**Tasks for this exercise:**
1. Answer these questions using the interview excerpt, one line each:
(a) Whose festival in Lyon did the speaker attend in France?
(b) Which Norwegian film that missed the nominations does the speaker call amazing?
(c) What kind of medium does the speaker say "what we do" is?
2. In the interview excerpt, recast the paragraph beginning "I had to see the international films" as a short bulleted list that keeps its main facts.
3. Pick up the interview about the Oscar nominations and continue it from its final answer.

**Quoted passage:**
******

Well, there was a Cannes, anyway. The selection did create a lot of attention. I did go to France for Thierry Fremaux’s great festival in Lyon and I went to Italy before the lockdown there. We’ve been touring a little bit before everything locked down. It was sensational to be there with the movie and feel the audience, the ovations and stuff. The rest has been happening online. It’s been surreal, but it’s been OK, because I’ve met so many people. I’ve met great directors. Half of it wouldn’t have been possible if I had to travel to all these places. So I do find some advantages to this. But I’m looking forward to this to be over and I’m really hoping for sermons at the Oscars.
How familiar are you, as an Academy member, with the other nominees in your two categories?
I had to see the international films to be able to vote. They’ve made a huge impression. I was moved by them. The level is very high. Also, some of the films that didn’t make it to the nominations were fantastic. The Norwegian film “Hope” is amazing, “I’m No Longer Here” from Mexico really moved me, and Sofia Coppola’s movie “On the Rocks” is fantastic. Those are some of the ones left out. In my [international] category, there are some really great films — “Collective” made a huge impression on me, as did “Quo Vadis, Aida?” So I feel like I’m in really great company, and of course, that’s also true for the directors categories.
And now you’re competing with them. How do you feel about that?
Well, I’m trying not to let this get to me. After all, what we’re doing is not sports. I appreciate the competition because it creates attention — and tension — and a lot of energy around what we do, and what we do is a mass medium. Winning is an encouragement, but celebrating colleagues that win is an encouragement, too. So I’m trying not to get caught up with this too much. I’m trying to enjoy the Academy and the cineastes who are encouraging me. That’s what I find touching in all of this.

******

Data items

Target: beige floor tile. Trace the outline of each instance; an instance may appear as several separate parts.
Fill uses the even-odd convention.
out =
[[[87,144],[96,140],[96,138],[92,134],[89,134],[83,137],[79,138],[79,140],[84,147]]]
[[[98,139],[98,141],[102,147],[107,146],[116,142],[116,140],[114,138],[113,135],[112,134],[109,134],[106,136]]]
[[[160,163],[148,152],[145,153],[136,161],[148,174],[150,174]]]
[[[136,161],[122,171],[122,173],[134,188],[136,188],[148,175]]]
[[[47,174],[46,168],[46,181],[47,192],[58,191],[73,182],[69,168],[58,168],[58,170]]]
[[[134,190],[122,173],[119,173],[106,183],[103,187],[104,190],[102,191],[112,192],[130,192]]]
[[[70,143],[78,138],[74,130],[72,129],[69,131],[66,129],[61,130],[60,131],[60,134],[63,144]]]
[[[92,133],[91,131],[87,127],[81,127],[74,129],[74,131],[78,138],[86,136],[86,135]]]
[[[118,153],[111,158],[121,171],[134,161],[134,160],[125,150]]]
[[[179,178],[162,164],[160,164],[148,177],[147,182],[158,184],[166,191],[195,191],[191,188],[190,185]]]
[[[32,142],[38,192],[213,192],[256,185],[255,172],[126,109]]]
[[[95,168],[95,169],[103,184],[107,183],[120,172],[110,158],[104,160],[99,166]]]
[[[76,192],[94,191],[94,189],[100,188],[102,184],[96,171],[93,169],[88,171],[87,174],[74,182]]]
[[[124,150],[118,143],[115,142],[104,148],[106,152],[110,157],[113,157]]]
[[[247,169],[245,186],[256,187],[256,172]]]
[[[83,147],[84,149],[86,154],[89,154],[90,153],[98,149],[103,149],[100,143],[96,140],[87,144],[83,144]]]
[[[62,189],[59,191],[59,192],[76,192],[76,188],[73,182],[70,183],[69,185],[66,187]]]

******

**Results for the exercise:**
1.
(a) Thierry Fremaux's festival
(b) "Hope"
(c) A mass medium

2.
- The speaker watched the international films in order to vote. They made a huge impression, were moving, and were of a very high level.
- Some films left out of the nominations were fantastic: the Norwegian film "Hope," "I'm No Longer Here" from Mexico, and Sofia Coppola's "On the Rocks."
- In the speaker's international category, "Collective" and "Quo Vadis, Aida?" made a huge impression.
- The speaker feels in great company, and the same holds for the directors categories.

3.
The director’s branch really came through for you. What has been most striking to you about the feedback from filmmakers that you’ve received?
I don’t want to pick one from another. I’ve had some great conversations. Guillermo del Toro made a great impression with me. James Grey did as well. Mira Nair. Sofia Coppola, who I’ve been following for years! Tomorrow, I’m meeting Paolo Sorrentino, who stole my Oscar years ago! [Sorrentino won for “The Great Beauty” in 2014, when Vinterberg was nominated for “The Hunt.”] I’m gonna give him a hard time. [laughs] I’m humbled by all this, proud, and overwhelmed.
It’s going to be a late night for you in Europe when the Oscars air. How do you expect that experience to go?
[Vinterberg raises a full glass of champagne to the camera] Today has been coffee and champagne. We don’t know what the next one will bring. We’re going to have a nice night. We’re all very excited. I’m at my producer’s apartment, which is actually legal, and we’re going to have some great food. My family’s here. It’s going to be great.
“Another Round” is available to stream on Hulu.